** Start of Records **
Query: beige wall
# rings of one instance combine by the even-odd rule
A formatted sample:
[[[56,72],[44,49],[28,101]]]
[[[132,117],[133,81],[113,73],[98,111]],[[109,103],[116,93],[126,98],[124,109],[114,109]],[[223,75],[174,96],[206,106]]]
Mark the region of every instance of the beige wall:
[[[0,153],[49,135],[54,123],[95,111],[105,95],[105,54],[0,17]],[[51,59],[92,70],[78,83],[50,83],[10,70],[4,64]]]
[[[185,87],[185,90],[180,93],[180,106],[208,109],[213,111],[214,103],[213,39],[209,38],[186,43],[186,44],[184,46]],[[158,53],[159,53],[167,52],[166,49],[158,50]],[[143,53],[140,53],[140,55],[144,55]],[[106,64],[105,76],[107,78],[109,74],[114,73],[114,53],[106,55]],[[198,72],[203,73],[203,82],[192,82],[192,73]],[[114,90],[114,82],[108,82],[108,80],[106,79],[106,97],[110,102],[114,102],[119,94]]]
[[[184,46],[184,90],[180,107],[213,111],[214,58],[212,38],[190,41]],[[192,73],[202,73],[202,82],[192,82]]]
** End of Records **
#### Aim of the exercise
Rewrite all of the data above, including the requests, with every polygon vertex coordinate in the answers multiplied by 2.5 and rounded to the nearest whole number, halves rounded up. Leave the requests and their format samples unchanged.

#### Response for this exercise
Query: beige wall
# rings of one instance combine by the even-odd rule
A formatted sample:
[[[56,72],[44,49],[28,101]]]
[[[132,117],[133,81],[113,73],[98,111]],[[109,103],[116,93],[126,98],[124,109],[114,109]],[[223,75],[174,96],[206,106]]]
Mark the region of every instance of the beige wall:
[[[0,383],[123,338],[135,308],[238,278],[263,238],[263,135],[0,43]],[[128,148],[230,175],[195,208],[125,208],[25,175],[10,160]]]
[[[463,218],[463,225],[450,233],[450,265],[520,273],[533,278],[535,258],[533,98],[523,95],[465,108],[465,110],[460,115]],[[395,133],[398,133],[418,130],[415,123],[395,125]],[[358,133],[350,133],[350,138],[360,138]],[[265,160],[263,190],[268,195],[273,185],[285,183],[285,133],[265,138]],[[495,180],[508,183],[508,205],[480,205],[480,183]],[[285,225],[285,205],[270,205],[270,200],[265,198],[265,243],[275,255],[285,255],[298,235]]]
[[[460,115],[460,225],[450,268],[533,278],[535,145],[530,95],[475,103]],[[480,183],[505,183],[505,205],[480,205]]]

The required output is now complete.